§ **Page excerpt**
= = = = = = =
PI-based ART in children with HIV and HIV/TB coinfection in South Africa

Polly Clayden, HIV i-Base

South African HIV guidelines recommend PI-based regimens for children <3 years old. Young children mostly receive lopinavir/ritonavir (LPV/r) but in some cases full-dose ritonavir (RTV) is used if a child is also being treated for TB.

Cordula Reitz and co-workers evaluated factors associated with virologic suppression among children receiving protease inhibitors in Johannesburg in the NEVEREST study.

NEVERST enrolled HIV-infected children who had been perinatally exposed to nevirapine (NVP). Children age >6 months to 24 months received LPV/r based ART and children less than 6 months old or receiving TB treatment (rifampicin/isoniziazid for 6 months + pyrazinamide for 2 months) received RTV-based ART. All children received d4T+3TC.

Viral suppression was defined as reducing viral load to <400 copies/mL. Kaplan Meier methods were used to calculate the probability of achieving viral suppression at 9 months or death.

This analysis included 254 children with a median age of 8.75 months (IQR 5.18-13.8), median CD4 percentage 18.95% (IQR 12.8-24.5) and 80.2% were WHO stage III or IV.

Of these, 138 (54.3%) children started ART with a LPV/r-based regimen and 116 (45.7%) a RTV-based regimen. 54 (46.6%) were <6 months old and 62 (54.3%) were receiving TB treatment (by 9 months an additional 37 [14.6%] children began TB treatment).
= = = = = = =
Referring expression pointing data:
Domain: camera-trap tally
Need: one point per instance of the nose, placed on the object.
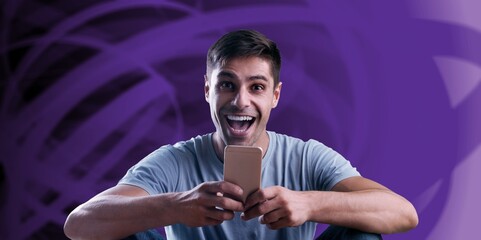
(241, 99)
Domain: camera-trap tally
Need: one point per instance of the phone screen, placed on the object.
(242, 166)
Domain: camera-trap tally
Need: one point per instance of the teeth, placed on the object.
(239, 118)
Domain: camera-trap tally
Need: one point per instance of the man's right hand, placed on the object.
(207, 204)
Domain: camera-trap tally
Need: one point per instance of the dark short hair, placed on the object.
(244, 43)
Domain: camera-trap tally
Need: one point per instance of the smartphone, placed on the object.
= = = = = = =
§ **Problem 1**
Can you transcribe the passage of the article on PI-based ART in children that begins with the words containing "Cordula Reitz and" and ends with "children received d4T+3TC."?
§ **Problem 2**
Could you pick up the article on PI-based ART in children with HIV and TB coinfection where it stops and keep it going?
This material has no connection to the article on PI-based ART in children.

§ **Expected answer 1**
Cordula Reitz and co-workers evaluated factors associated with virologic suppression among children receiving protease inhibitors in Johannesburg in the NEVEREST study.

NEVERST enrolled HIV-infected children who had been perinatally exposed to nevirapine (NVP). Children age >6 months to 24 months received LPV/r based ART and children less than 6 months old or receiving TB treatment (rifampicin/isoniziazid for 6 months + pyrazinamide for 2 months) received RTV-based ART. All children received d4T+3TC.

§ **Expected answer 2**
The investigators reported an overall mortality rate of 14%. Higher mortality was significantly associated with younger age <12 months vs >12 months [AHR 2.9, 95%CI 1.1-7.8], pre-treatment weight for age z-score (WAZ) <-4 vs >-2 [AHR 3.3; 95%CI 1.4-8.2] and higher pre treatment viral load >750,000 copies/mL vs <100,000 copies/mL [AHR 3.1; 95%CI 0.4-23.5.

The probability of viral suppression (<400 copies/mL) was 83.7% at 9 months after starting ART. Children receiving TB treatment were less likely to achieve viral suppression than children never treated for TB, 78.3% vs 94.1% respectively.

The overall probability of viral rebound at 4 months was 17.6%. Only TB treatment was associated with viral rebound; 8/15 (53.3%) children who started TB treatment after ART and achieved viral suppression had viral rebound compared to 12% without TB and 2.8% probability among those who started TB treatment before ART, p<0.0001 [AHR 5.2; 95% CI 2.1-12.9].

Although the researchers reported high rates of viral suppression among children <2 years they wrote; “How best to treat HIV-infected children who require TB treatment remains an unsolved problem. There is an urgent need to further evaluate the pharmacokinetics and clinical outcomes in children co-treated for these two diseases so that evidence-based recommendations can be made.”


Once again, we need more PK data in younger children and better PI formulations.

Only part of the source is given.